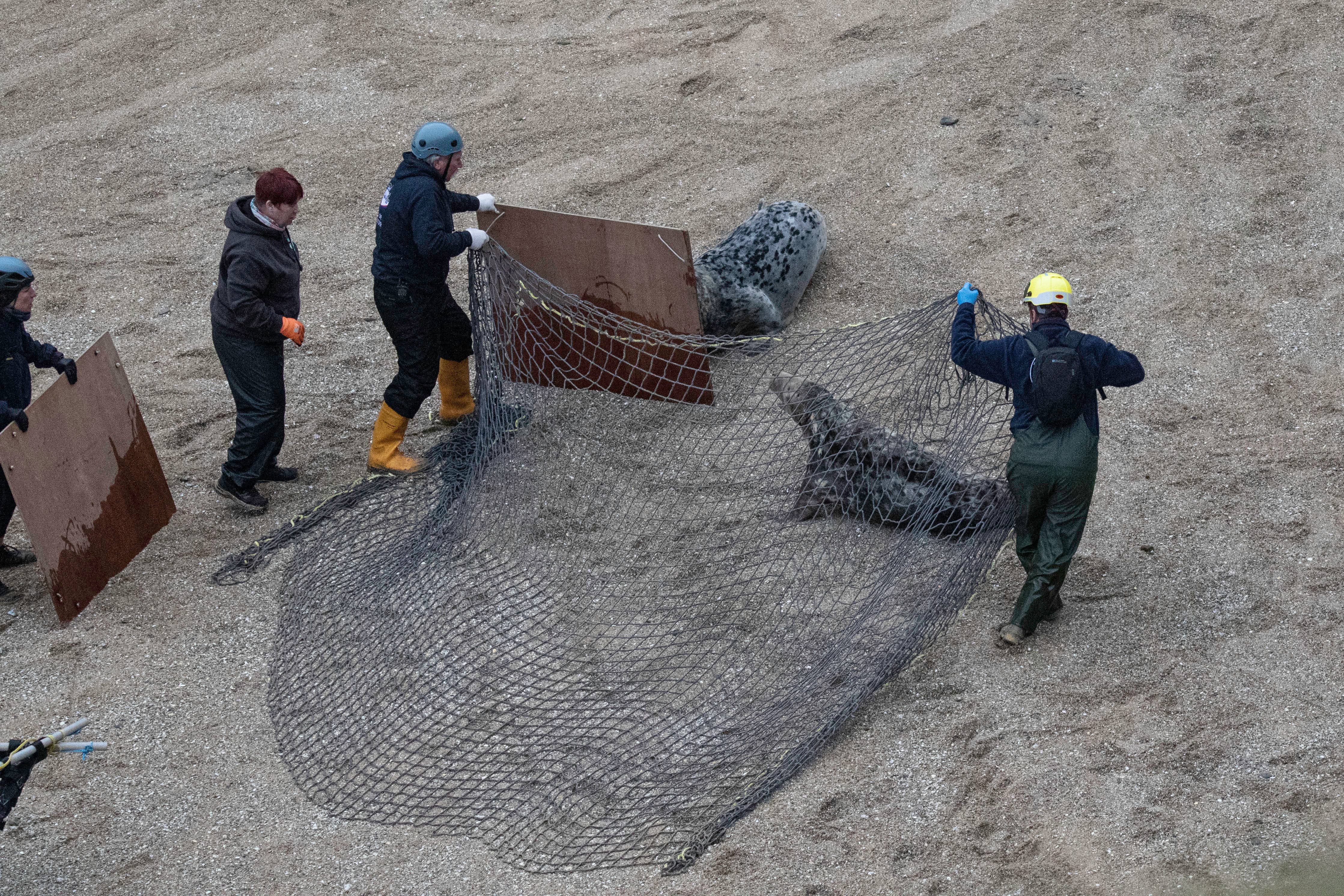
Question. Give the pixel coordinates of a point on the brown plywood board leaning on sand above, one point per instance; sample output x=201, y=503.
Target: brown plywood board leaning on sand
x=87, y=479
x=639, y=272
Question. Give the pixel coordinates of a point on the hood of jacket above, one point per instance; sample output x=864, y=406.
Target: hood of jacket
x=239, y=218
x=413, y=167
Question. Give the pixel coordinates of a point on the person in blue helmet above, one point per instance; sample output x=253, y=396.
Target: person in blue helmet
x=21, y=350
x=415, y=241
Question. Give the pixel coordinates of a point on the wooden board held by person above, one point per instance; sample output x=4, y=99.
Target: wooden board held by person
x=87, y=479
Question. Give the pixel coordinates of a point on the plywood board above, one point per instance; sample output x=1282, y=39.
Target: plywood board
x=87, y=479
x=639, y=272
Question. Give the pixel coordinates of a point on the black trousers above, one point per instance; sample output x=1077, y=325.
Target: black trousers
x=256, y=375
x=425, y=324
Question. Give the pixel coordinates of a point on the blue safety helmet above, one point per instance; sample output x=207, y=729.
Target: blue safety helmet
x=436, y=139
x=14, y=276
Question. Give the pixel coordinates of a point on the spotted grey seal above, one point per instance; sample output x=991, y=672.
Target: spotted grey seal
x=749, y=284
x=861, y=469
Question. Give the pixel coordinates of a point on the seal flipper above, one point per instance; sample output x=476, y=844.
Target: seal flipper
x=749, y=312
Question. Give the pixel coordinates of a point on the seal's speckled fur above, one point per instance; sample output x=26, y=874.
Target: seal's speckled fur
x=749, y=284
x=863, y=471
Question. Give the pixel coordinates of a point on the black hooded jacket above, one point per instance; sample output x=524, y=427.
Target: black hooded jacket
x=259, y=277
x=415, y=235
x=19, y=351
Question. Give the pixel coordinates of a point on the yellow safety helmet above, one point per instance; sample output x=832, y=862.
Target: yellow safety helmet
x=1049, y=289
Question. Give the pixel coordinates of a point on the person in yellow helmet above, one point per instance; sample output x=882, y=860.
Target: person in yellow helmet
x=1056, y=375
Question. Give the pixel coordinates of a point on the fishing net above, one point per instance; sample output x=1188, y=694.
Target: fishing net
x=603, y=627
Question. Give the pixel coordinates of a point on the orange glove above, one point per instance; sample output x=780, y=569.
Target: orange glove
x=292, y=328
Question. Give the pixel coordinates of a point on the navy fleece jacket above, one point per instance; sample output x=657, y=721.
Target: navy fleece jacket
x=19, y=351
x=1008, y=363
x=415, y=237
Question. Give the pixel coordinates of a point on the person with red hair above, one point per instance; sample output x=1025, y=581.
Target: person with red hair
x=253, y=312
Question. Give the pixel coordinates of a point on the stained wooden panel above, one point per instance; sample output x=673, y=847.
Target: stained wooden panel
x=639, y=272
x=87, y=479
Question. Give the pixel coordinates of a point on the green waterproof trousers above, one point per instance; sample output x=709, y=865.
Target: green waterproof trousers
x=1051, y=472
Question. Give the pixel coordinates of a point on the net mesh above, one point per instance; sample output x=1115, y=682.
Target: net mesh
x=603, y=627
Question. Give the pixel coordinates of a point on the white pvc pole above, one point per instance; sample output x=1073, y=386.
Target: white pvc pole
x=46, y=741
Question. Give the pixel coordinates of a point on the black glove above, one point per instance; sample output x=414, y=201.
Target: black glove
x=14, y=778
x=68, y=367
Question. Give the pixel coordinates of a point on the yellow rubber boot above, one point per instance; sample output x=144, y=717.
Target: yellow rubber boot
x=455, y=391
x=385, y=454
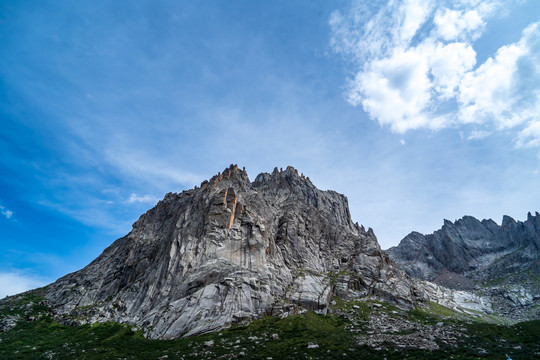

§ Work to complete
What is needed is a verbatim copy of the lines running from the one with "output x=144, y=717." through the last line of the listing above, excluding any pictures.

§ Solution to this exercise
Question. Give the pixel coordinates of a point on the yellow rubber boot above, one point per instance; sample output x=144, y=717.
Target: yellow rubber boot
x=455, y=391
x=385, y=454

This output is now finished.